### EXERCISE REQUIREMENTS
Return the material below in full and exactly.
## start PROVIDED ENTRIES
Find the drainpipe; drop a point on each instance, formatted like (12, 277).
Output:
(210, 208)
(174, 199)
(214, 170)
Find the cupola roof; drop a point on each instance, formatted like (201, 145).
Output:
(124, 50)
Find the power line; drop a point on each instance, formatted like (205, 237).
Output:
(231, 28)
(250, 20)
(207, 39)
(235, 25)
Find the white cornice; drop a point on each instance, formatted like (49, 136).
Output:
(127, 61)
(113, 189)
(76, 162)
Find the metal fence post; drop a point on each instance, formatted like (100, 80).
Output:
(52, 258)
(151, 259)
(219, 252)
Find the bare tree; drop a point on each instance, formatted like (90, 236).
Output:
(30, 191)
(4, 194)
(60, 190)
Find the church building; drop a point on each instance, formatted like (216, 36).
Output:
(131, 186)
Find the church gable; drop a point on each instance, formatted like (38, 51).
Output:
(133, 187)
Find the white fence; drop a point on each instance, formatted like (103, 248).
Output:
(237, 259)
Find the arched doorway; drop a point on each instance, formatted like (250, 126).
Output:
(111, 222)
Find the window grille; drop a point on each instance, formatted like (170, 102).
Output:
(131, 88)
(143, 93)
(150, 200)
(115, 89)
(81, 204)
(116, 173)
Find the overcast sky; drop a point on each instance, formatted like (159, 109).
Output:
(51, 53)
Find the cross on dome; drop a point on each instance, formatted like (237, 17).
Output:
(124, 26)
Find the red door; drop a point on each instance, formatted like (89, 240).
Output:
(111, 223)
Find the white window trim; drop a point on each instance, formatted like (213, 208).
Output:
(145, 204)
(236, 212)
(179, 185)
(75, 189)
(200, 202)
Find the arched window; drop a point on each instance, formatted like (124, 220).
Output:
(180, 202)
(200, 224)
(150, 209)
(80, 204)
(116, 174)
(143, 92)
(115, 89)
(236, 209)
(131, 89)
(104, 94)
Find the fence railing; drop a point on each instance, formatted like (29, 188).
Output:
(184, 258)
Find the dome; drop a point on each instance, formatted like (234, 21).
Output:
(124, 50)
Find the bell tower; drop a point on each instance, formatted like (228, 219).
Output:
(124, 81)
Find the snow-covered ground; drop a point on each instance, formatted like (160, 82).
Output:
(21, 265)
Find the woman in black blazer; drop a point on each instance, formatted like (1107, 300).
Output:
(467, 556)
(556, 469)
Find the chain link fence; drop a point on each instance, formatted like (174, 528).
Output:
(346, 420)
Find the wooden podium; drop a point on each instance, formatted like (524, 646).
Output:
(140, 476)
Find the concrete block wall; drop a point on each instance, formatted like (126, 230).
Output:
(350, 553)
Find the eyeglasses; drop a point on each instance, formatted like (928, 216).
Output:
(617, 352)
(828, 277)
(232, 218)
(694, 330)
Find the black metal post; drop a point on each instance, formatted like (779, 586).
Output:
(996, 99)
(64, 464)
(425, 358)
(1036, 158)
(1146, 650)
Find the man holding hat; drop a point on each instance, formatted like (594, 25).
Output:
## end PROVIDED ENTRIES
### WRITTEN RESPONSE
Find the drainpipe; drop a point on each instance, formatted like (12, 277).
Output:
(210, 208)
(174, 199)
(214, 170)
Find the cupola roof; drop a point on each instance, formatted like (201, 145).
Output:
(124, 50)
Find the power line; drop a point on each instance, formatted like (205, 237).
Output:
(231, 28)
(250, 20)
(207, 39)
(235, 25)
Find the white cornice; drop a point on each instance, formatted like (49, 136).
Output:
(127, 61)
(113, 189)
(76, 162)
Find the metal fence post; drop a point on each instance, formatted like (100, 80).
Output:
(52, 258)
(151, 259)
(219, 252)
Find the bare tree; drop a point on each instance, formatted like (90, 236).
Output:
(30, 191)
(4, 194)
(60, 190)
Find the church building; drop a point on each instance, formatted like (216, 36).
Output:
(131, 186)
Find the church gable; drop a point on each instance, formatted like (38, 51).
Output:
(133, 187)
Find the white fence; drop a point on each instance, formatted like (103, 248).
Output:
(237, 259)
Find the arched doorway; drop a point on each instance, formatted like (250, 126).
Output:
(111, 222)
Find the window grille; drop a point on each instance, formatted like (170, 102).
Output:
(131, 88)
(143, 93)
(150, 200)
(115, 89)
(81, 204)
(116, 173)
Find the overcast sky; drop a point on each instance, formatted like (159, 109).
Output:
(51, 53)
Find the cross on dome; drop a point on each instance, formatted like (237, 17).
Output:
(124, 26)
Find the red door; drop a point on each instance, formatted like (89, 240).
Output:
(111, 223)
Find the white window trim; drop a point on each instance, formatted like (213, 208).
Output:
(145, 204)
(236, 212)
(179, 185)
(75, 189)
(200, 202)
Find the arched window; drop a point on each instance, formatted like (124, 220).
Output:
(180, 202)
(200, 224)
(150, 209)
(80, 204)
(116, 174)
(143, 92)
(115, 89)
(236, 209)
(131, 89)
(104, 94)
Find the fence railing; drop a point on each instance, formatted like (29, 188).
Output:
(184, 258)
Find the dome; drop a point on each instance, formatted like (234, 21).
Output:
(124, 50)
Find the bell tower; drop a point on each instance, formatted like (228, 219).
Output:
(124, 81)
Find the snow-covered ground; drop a point on each instance, formatted like (160, 82).
Output:
(21, 265)
Find the woman in black blazer; drop a point on each instance, formatted like (1107, 300).
Output:
(467, 556)
(556, 469)
Find the chain link fence; drop a point on each instance, formatted like (174, 528).
Output:
(346, 420)
Find the wooden podium; drop a point on each instance, formatted like (524, 646).
Output:
(140, 476)
Find the concrete block wall; drop a point on each instance, formatted like (126, 230).
Output:
(350, 553)
Find the eyeglasses; drop a point on each instance, formatted like (928, 216).
Output:
(617, 352)
(828, 277)
(232, 218)
(694, 330)
Find the black metal post; drop a point on each instance, formatted like (779, 586).
Output:
(996, 99)
(64, 464)
(425, 358)
(1036, 158)
(1146, 650)
Find the man holding hat; drop a point on each instance, formatted like (594, 25).
Output:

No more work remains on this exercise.